SUPPLIED DATA =>
^^^^^^^^

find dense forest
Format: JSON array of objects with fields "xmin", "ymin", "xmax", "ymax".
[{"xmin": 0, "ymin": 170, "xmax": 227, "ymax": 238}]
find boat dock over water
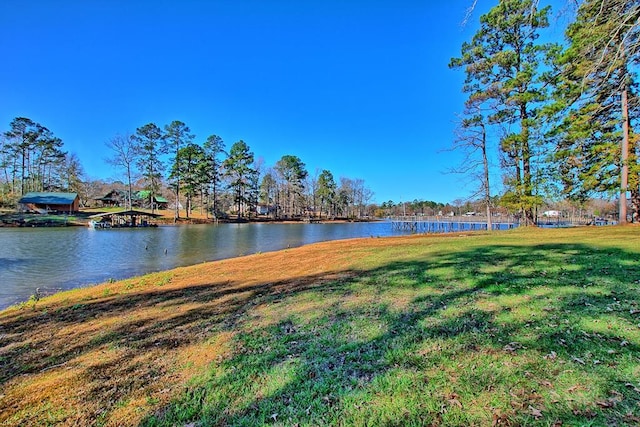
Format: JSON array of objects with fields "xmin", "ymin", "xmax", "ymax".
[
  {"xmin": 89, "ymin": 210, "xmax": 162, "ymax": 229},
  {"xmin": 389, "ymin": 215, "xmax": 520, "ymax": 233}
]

^^^^^^^^

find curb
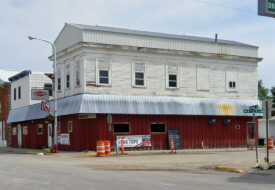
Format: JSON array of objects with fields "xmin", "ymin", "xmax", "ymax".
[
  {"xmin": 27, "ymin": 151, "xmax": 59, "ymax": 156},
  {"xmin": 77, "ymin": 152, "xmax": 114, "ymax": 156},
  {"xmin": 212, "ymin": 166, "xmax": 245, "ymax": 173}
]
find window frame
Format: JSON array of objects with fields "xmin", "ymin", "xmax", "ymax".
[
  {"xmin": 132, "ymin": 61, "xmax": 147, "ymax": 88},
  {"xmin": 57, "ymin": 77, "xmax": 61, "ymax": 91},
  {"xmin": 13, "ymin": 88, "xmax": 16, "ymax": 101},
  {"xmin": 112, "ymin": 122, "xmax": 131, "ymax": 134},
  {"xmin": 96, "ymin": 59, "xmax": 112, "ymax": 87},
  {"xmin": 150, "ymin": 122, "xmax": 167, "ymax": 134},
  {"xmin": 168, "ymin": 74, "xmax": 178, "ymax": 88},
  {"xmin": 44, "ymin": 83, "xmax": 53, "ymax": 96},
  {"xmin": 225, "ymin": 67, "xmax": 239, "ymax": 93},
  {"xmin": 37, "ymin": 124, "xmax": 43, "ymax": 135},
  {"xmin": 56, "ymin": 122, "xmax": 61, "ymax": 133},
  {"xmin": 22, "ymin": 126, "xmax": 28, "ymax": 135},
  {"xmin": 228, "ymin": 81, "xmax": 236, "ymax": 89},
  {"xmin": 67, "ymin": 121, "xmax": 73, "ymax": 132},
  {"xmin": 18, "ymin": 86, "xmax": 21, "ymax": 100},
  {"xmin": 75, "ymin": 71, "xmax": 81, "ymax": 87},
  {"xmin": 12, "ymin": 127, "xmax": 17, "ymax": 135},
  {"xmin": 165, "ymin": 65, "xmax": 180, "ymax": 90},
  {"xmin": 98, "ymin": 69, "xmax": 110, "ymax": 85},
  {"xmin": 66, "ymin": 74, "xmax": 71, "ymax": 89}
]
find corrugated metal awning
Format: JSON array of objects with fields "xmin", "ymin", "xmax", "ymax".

^^^^^^^^

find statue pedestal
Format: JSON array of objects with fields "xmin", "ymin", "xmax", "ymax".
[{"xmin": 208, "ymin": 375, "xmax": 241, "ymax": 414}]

^^^^^^^^

GOAL => Count the lines in the three blocks above that contain the string "find", treating uppercase and lowercase as different. Reply with the number alone.

CORRECT RESPONSE => 6